Supplied records:
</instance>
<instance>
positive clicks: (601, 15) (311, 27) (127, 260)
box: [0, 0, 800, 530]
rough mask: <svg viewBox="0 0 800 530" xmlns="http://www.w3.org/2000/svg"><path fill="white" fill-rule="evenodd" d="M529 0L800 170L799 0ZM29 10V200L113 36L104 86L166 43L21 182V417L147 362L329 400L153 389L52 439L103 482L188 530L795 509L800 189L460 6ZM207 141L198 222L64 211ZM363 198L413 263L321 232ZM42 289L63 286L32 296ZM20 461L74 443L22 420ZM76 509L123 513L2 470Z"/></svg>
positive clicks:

Task requirements: Scan the data above for the string "clicks". Copy every line in which it appears.

Answer space:
positive clicks: (601, 15) (311, 27) (127, 260)
positive clicks:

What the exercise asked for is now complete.